• Source text:

▼▼▼

Gnome and Tweaks, autostart applications

Good morning everyone,

my new PC is now a few weeks old, and by trying Gnome before buying I decided to switch to it, as it is really nice. AMD works well, Wayland is running smoothly (even in gaming), I can hardly complain.

So let me complain for a bit. This is one of the minute problems I have with my new Gnome driven PC.

I like to start some applications when I sign into my machine. I installed Gnome Tweaks (called “Optimierungen” here in Weißwurstland) and set up all my applications to autostart:

One of the applications I would like to autostart is the magnificent Freetube, a privacy oriented local only Youtube frontend (check it out if you value your privacy!). However, let me tell you how that went.

The first think I discovered was that whenever Freetube was autostarted the design was light, while I wanted it dark. Closing the autostarted version down and starting it from the menu opened a dark themed version. I thought that strange but set the autostarted version to dark and tried to forget that little strangeness.

▲▲▲

• Data excerpt:

▼▼▼

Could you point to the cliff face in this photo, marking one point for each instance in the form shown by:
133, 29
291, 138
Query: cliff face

▲▲▲

• To do:
A - Which pieces of software does the post about autostarting applications in Gnome say are installed or running on the author's new PC?
B - Can you resume the post about autostarting Freetube in Gnome, beginning right after its last sentence?

• Results of the tasks:
A -
- Gnome
- Wayland
- Gnome Tweaks (shown as "Optimierungen")
- Freetube

B -
However, using the Mozilla Firefox extension Freetube Redirect which always worked like a charm now didn’t. While Freetube (the autostarted version) was running, clicking a link in Firefox opened a second version of Freetube and played the video there.

I discovered that this happened only with the autostarted version of Freetube. Manually starting Freetube, then using a link in Firefox works normally.

This is one of the strange problems I have with my new PC. If anyone can shed some light on this, maybe illustrating the difference between an autostarted version of a program and a manually started one, I’d be grateful.

This is the version I have installed:

aur/freetube-bin 0.21.0-1 (+162 8.67) (Installiert)
    An open source desktop YouTube player built with privacy in mind.

Maybe it is that the autostarted programs are handled as systemd services, created by systemd autostart generator, whose unit files are stored somewhere in $XDG_RUNTIME_DIR and prefixed with app-.